Combattre le télémarketing

Cette semaine, nous sortons un petit peu du domaine linguistique.

Le télémarketing a toujours été un fléau, mais il devient de plus en plus insupportable. Les Canadiens sont inondés d’appels importuns, dont environ 40 pour 100 sont frauduleux. Même problème aux États-Unis. Récemment, la revue britannique The Economist indiquait que les Américains sont excédés par les appels des télévendeurs. En outre, les efforts déployés par les autorités fédérales ne donnent pas toujours les résultats souhaités.

Au moins, Washington se préoccupe de la question, contrairement au gouvernement canadien qui a complètement laissé tomber la population.

La Liste nationale des numéros de téléphone exclus

Cette liste est en vigueur depuis dix ans. Grâce à elle, vous pouvez vous soustraire aux appels des télévendeurs… du moins en théorie.

_Données fournies_

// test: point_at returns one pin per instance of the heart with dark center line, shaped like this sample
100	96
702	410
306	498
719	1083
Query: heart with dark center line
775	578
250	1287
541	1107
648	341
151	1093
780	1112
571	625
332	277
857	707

_Liste des tâches_
A: D'après le texte sur le télémarketing, quelle proportion des appels importuns reçus par les Canadiens est frauduleuse ?
B: Poursuivez le texte sur le télémarketing à partir de sa dernière phrase.

_Liste des réponses_
A: Environ 40 pour 100.

B:
C’est du moins ce qu’essaie de vous faire croire le CRTC. Dans un véritable document de propagande https://crtc.gc.ca/fra/dncl/10ann.htm, l’organisme fédéral présente la Liste comme un grand succès. On bombarde le public de chiffres bruts qui ne veulent rien dire. Le CRTC se vante des 13 millions de numéros inscrits sur la Liste, ainsi que des 18 603 télévendeurs inscrits eux aussi. Mais encore? Le gouvernement protège vraiment le public?

La vérité est tout autre. Des statistiques recueillies par l’émission La Facture à Radio-Canada https://ici.radio-canada.ca/nouvelle/1147504/echec-appels-indesirables-crtc-liste-numeros-exclus-telecommunications montrent sans doute possible que la loi de 2008, déjà pleine de trous, est inopérante.

Sur les 1,3 million de plaintes reçues, seulement… 167 ont conduit à des amendes. Oui vous avez bien lu. Autrement dit, une plainte sur 10 000 donne des résultats. Autant s’acheter un billet de loterie. C’est clair, dénoncer des numéros au CRTC est une pure perte de temps. D’autant plus qu’aucun suivi n’est exercé auprès du consommateur. Pas étonnant que les télévendeurs s’en donnent à cœur joie.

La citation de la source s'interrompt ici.